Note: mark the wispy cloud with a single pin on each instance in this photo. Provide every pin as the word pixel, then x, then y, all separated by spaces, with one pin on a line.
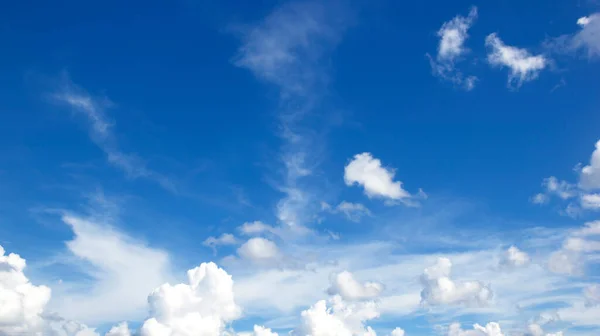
pixel 101 131
pixel 451 50
pixel 287 49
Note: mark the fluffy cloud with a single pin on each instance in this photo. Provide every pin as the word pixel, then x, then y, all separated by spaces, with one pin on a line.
pixel 338 319
pixel 200 308
pixel 259 250
pixel 377 181
pixel 224 239
pixel 255 228
pixel 490 329
pixel 23 308
pixel 513 257
pixel 453 35
pixel 589 177
pixel 522 65
pixel 439 289
pixel 349 288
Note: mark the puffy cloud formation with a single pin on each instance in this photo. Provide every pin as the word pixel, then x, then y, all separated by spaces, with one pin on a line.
pixel 439 289
pixel 592 295
pixel 259 250
pixel 23 305
pixel 513 257
pixel 224 239
pixel 490 329
pixel 255 228
pixel 397 332
pixel 201 307
pixel 340 319
pixel 577 246
pixel 453 35
pixel 522 65
pixel 377 181
pixel 349 288
pixel 589 177
pixel 588 37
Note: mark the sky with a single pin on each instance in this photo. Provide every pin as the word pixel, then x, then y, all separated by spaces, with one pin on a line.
pixel 323 168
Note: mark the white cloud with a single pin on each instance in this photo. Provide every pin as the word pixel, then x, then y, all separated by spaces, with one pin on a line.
pixel 592 295
pixel 23 305
pixel 255 228
pixel 589 177
pixel 513 257
pixel 522 65
pixel 120 269
pixel 397 332
pixel 588 37
pixel 340 319
pixel 224 239
pixel 260 250
pixel 353 211
pixel 439 289
pixel 377 181
pixel 101 134
pixel 453 35
pixel 349 288
pixel 490 329
pixel 200 308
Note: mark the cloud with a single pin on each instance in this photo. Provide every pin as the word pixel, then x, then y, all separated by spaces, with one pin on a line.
pixel 260 250
pixel 289 50
pixel 589 177
pixel 353 211
pixel 203 306
pixel 513 257
pixel 339 319
pixel 23 305
pixel 439 289
pixel 349 288
pixel 120 270
pixel 255 228
pixel 453 35
pixel 377 181
pixel 397 332
pixel 490 329
pixel 100 129
pixel 523 66
pixel 224 239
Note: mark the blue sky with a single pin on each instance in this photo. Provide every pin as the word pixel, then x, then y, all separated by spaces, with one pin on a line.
pixel 415 165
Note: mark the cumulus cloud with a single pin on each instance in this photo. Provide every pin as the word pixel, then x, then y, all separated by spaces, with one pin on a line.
pixel 349 288
pixel 121 271
pixel 224 239
pixel 100 129
pixel 203 306
pixel 23 305
pixel 589 177
pixel 522 65
pixel 260 250
pixel 451 48
pixel 439 289
pixel 335 317
pixel 513 257
pixel 255 228
pixel 490 329
pixel 377 181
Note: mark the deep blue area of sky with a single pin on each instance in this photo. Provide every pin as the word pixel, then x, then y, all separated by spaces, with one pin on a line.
pixel 182 105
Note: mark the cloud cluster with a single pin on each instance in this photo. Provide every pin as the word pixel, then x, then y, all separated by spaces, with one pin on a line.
pixel 439 289
pixel 349 288
pixel 451 48
pixel 377 181
pixel 522 65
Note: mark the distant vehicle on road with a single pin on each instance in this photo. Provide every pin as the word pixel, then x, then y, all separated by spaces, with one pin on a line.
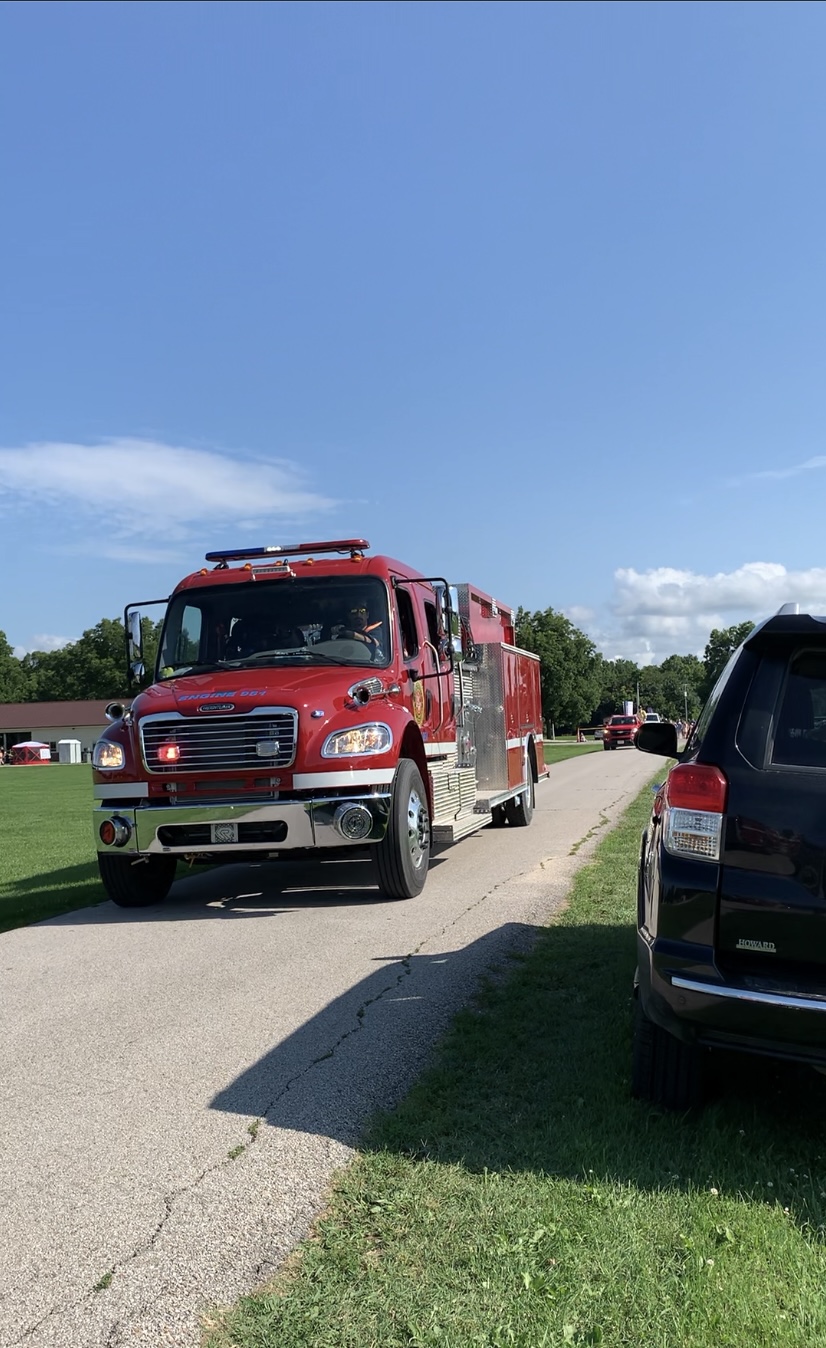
=-=-=-=-=
GIVEN INSTRUCTION: Turn all the rows above into a Markdown table with the columns No. and Line: give each line its own number and skip blank lines. Leave the pictures out.

CORRECT RESULT:
| No. | Line |
|---|---|
| 1 | Note: mark the wispy cloud with a single pin on each instance in this photo. Provide every pin as the word pixel, then x, then y, all separated by spaces, with one pin on a line. |
| 2 | pixel 101 131 |
| 3 | pixel 451 50 |
| 4 | pixel 287 49 |
| 5 | Note: mark the fluffy cloud with a single pin on each instance in this photo. Provide every pin as the word pixel, then x, then y, all separated by spaces, with one pin on a line. |
| 6 | pixel 338 319 |
| 7 | pixel 200 308 |
| 8 | pixel 259 250 |
| 9 | pixel 377 181 |
| 10 | pixel 224 239 |
| 11 | pixel 255 228 |
| 12 | pixel 490 329 |
| 13 | pixel 23 308 |
| 14 | pixel 513 257 |
| 15 | pixel 453 35 |
| 16 | pixel 589 177 |
| 17 | pixel 522 65 |
| 18 | pixel 439 289 |
| 19 | pixel 349 288 |
| 20 | Note: mark the puffy cloud formation with a single pin on each instance in this photo. Provide every pin as the word pixel, then x, then y, all separated by spaces, with one pin on a line. |
| 21 | pixel 439 289 |
| 22 | pixel 592 295 |
| 23 | pixel 259 250 |
| 24 | pixel 23 305 |
| 25 | pixel 513 257 |
| 26 | pixel 224 239 |
| 27 | pixel 490 329 |
| 28 | pixel 255 228 |
| 29 | pixel 397 332 |
| 30 | pixel 201 307 |
| 31 | pixel 340 319 |
| 32 | pixel 577 246 |
| 33 | pixel 453 35 |
| 34 | pixel 522 65 |
| 35 | pixel 377 181 |
| 36 | pixel 349 288 |
| 37 | pixel 589 177 |
| 38 | pixel 588 37 |
| 39 | Note: mark the sky with a single pin on each instance in this photo. Provide every pin as the word pixel, then x, then y, all separated by spaces, with one pin on a line. |
| 40 | pixel 323 168 |
| 41 | Note: mark the white cloud with a single pin on each instance in this photo. Provide every pin as the word pixel, then x, then y, all separated by spaces, with one pin on a line. |
| 42 | pixel 592 295 |
| 43 | pixel 23 305 |
| 44 | pixel 255 228 |
| 45 | pixel 589 177 |
| 46 | pixel 513 257 |
| 47 | pixel 522 65 |
| 48 | pixel 120 269 |
| 49 | pixel 397 332 |
| 50 | pixel 588 37 |
| 51 | pixel 340 319 |
| 52 | pixel 224 239 |
| 53 | pixel 260 250 |
| 54 | pixel 353 211 |
| 55 | pixel 439 289 |
| 56 | pixel 377 181 |
| 57 | pixel 101 134 |
| 58 | pixel 453 35 |
| 59 | pixel 349 288 |
| 60 | pixel 490 329 |
| 61 | pixel 200 308 |
| 62 | Note: mark the cloud with a single pin on each instance in this photo. Provide every pin as the word pixel, then x, then y, all separated by spaces, with one pin on a line. |
| 63 | pixel 260 250 |
| 64 | pixel 289 50 |
| 65 | pixel 589 177 |
| 66 | pixel 353 211 |
| 67 | pixel 203 306 |
| 68 | pixel 513 257 |
| 69 | pixel 339 319 |
| 70 | pixel 23 305 |
| 71 | pixel 439 289 |
| 72 | pixel 349 288 |
| 73 | pixel 120 270 |
| 74 | pixel 255 228 |
| 75 | pixel 453 35 |
| 76 | pixel 377 181 |
| 77 | pixel 397 332 |
| 78 | pixel 490 329 |
| 79 | pixel 100 129 |
| 80 | pixel 523 66 |
| 81 | pixel 224 239 |
| 82 | Note: mark the blue sky with a single pin on each instance in this photo. Provide every pin as the word pixel, then x, then y, all separated by spaces, with one pin on a line. |
| 83 | pixel 415 165 |
| 84 | Note: mark the cumulus cloud with a single pin on each instance in this photo. Provide every pin as the word pixel, then x, then y, all separated by spaces, with one pin on a line. |
| 85 | pixel 349 288 |
| 86 | pixel 121 271 |
| 87 | pixel 224 239 |
| 88 | pixel 100 129 |
| 89 | pixel 203 306 |
| 90 | pixel 23 305 |
| 91 | pixel 589 177 |
| 92 | pixel 522 65 |
| 93 | pixel 260 250 |
| 94 | pixel 451 48 |
| 95 | pixel 439 289 |
| 96 | pixel 335 317 |
| 97 | pixel 513 257 |
| 98 | pixel 255 228 |
| 99 | pixel 490 329 |
| 100 | pixel 377 181 |
| 101 | Note: mark the deep blue area of sky with a single pin on each instance in this photo. Provide every pin as the word pixel, then x, then y, all separated by spaces, with one pin on a line. |
| 102 | pixel 182 105 |
| 103 | Note: mark the cloud cluster with a single pin on each instance in this photo. Provide every pin as the word pixel, then x, then y, all separated by spaces, with one pin on a line. |
| 104 | pixel 439 289 |
| 105 | pixel 349 288 |
| 106 | pixel 451 48 |
| 107 | pixel 377 181 |
| 108 | pixel 522 65 |
| 109 | Note: mark the distant vehicle on road with a single pin on each instance in this photo. Provide every pin as the word pixel, then x, then y, all separated by spaces, with one pin on a line. |